[START OF Dataset records]

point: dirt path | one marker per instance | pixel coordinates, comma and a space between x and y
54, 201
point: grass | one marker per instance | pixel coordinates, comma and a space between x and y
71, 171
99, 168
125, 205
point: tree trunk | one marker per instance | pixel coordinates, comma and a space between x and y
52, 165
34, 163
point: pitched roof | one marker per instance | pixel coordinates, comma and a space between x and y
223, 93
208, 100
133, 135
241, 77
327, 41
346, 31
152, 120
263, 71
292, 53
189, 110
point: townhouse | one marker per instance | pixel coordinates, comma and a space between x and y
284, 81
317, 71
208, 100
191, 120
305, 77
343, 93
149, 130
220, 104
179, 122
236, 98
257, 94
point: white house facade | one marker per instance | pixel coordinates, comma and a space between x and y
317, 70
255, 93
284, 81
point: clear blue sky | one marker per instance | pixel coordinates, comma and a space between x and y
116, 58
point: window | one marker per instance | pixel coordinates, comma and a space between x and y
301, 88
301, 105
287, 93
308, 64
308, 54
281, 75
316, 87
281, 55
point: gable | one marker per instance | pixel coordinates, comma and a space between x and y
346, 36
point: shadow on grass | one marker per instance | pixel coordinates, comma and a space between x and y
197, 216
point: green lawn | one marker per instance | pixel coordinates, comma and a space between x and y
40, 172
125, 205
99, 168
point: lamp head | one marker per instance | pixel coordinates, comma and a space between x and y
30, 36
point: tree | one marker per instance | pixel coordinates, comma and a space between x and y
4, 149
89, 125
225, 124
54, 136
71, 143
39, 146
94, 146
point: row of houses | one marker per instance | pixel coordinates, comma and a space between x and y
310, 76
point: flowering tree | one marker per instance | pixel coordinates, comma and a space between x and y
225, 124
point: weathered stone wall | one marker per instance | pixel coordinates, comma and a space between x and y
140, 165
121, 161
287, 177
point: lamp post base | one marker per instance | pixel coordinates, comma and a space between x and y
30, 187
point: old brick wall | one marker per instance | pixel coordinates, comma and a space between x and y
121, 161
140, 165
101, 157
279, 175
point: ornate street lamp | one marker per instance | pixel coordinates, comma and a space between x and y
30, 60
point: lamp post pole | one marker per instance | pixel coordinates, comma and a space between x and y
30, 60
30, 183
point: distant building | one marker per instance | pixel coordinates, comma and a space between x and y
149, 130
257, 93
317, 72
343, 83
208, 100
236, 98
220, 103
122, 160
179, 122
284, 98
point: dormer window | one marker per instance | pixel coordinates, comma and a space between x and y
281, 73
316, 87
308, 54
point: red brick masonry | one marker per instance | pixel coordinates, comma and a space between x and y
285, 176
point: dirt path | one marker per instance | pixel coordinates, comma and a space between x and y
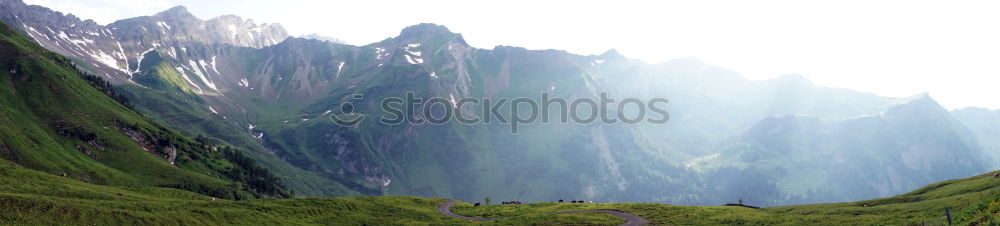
630, 219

[END OF Dataset records]

Job → Please turn all of the items above into a numbered list, skipping any blank lines and leaving the pictures out.

Solved exercise →
1. point: dirt path | one marker per instance | pixel coordinates, comma and a space between x and y
2. 54, 201
3. point: grass | one marker per instance | pixel coordinates, comma and a space between x and y
4. 71, 171
5. 99, 168
6. 125, 205
7. point: tree trunk | one marker per instance | pixel coordinates, comma and a space between x and y
8. 52, 165
9. 34, 163
10. point: pitched roof | one marker per instance | pixel coordinates, comma and a space between x and y
11. 223, 93
12. 208, 100
13. 133, 135
14. 241, 77
15. 327, 41
16. 346, 31
17. 152, 120
18. 263, 71
19. 292, 53
20. 189, 110
21. point: townhouse | one marker per instance | pixel coordinates, comma and a space between x and y
22. 284, 81
23. 317, 71
24. 208, 100
25. 191, 120
26. 305, 77
27. 343, 93
28. 149, 130
29. 220, 104
30. 179, 122
31. 236, 98
32. 257, 94
33. point: white house facade | one marker per instance | pixel coordinates, comma and a space between x and y
34. 317, 70
35. 255, 93
36. 284, 81
37. point: clear blue sky | one marker per instance | pixel coordinates, comma and a space between x and y
38. 116, 58
39. point: window | one marker per instance | pixel coordinates, comma and a space between x and y
40. 301, 88
41. 301, 105
42. 287, 93
43. 308, 64
44. 308, 54
45. 281, 75
46. 316, 87
47. 281, 55
48. point: gable | one marker per instance | pixel coordinates, comma and a space between x and y
49. 346, 36
50. point: shadow on grass | one marker per instance | pixel coordinates, comma and a space between x and y
51. 197, 216
52. point: green lawn | one marker per instance | pixel coordinates, comma and a space between x and y
53. 40, 172
54. 125, 205
55. 99, 168
56. point: lamp head | one marker per instance | pixel coordinates, comma and a space between x and y
57. 30, 36
58. point: tree | one marker per instance | pixel coordinates, comma and a space between x and y
59. 4, 149
60. 89, 125
61. 225, 124
62. 54, 136
63. 71, 143
64. 39, 146
65. 94, 146
66. point: row of houses | one marker per instance | pixel coordinates, comma and a space between x and y
67. 310, 76
68. point: flowering tree | one marker per instance | pixel coordinates, comma and a space between x and y
69. 225, 124
70. point: weathered stone wall | one marker per instance | pixel coordinates, comma and a space between x and y
71. 140, 165
72. 121, 161
73. 287, 177
74. point: lamp post base | one marker per instance | pixel coordinates, comma and a space between x and y
75. 30, 187
76. point: old brick wall | one marker per instance | pixel coordinates, comma and a space between x and y
77. 121, 161
78. 140, 165
79. 101, 157
80. 279, 175
81. point: ornate street lamp | one marker per instance | pixel coordinates, comma and a space between x and y
82. 30, 60
83. point: lamp post pole | one marker per instance | pixel coordinates, comma and a space between x and y
84. 30, 60
85. 30, 183
86. point: distant building | one marker per instance | pixel coordinates, comma and a space between x and y
87. 149, 130
88. 257, 93
89. 317, 72
90. 343, 83
91. 208, 100
92. 236, 98
93. 220, 103
94. 122, 160
95. 179, 122
96. 284, 98
97. point: dormer window | one marker per instance | pixel coordinates, comma and a space between x and y
98. 281, 73
99. 316, 87
100. 308, 54
101. point: red brick masonry | one marker per instance | pixel coordinates, comma and a space between x and y
102. 285, 176
103. point: dirt path | one marker per instance | pixel coordinates, comma and a space between x and y
104. 630, 219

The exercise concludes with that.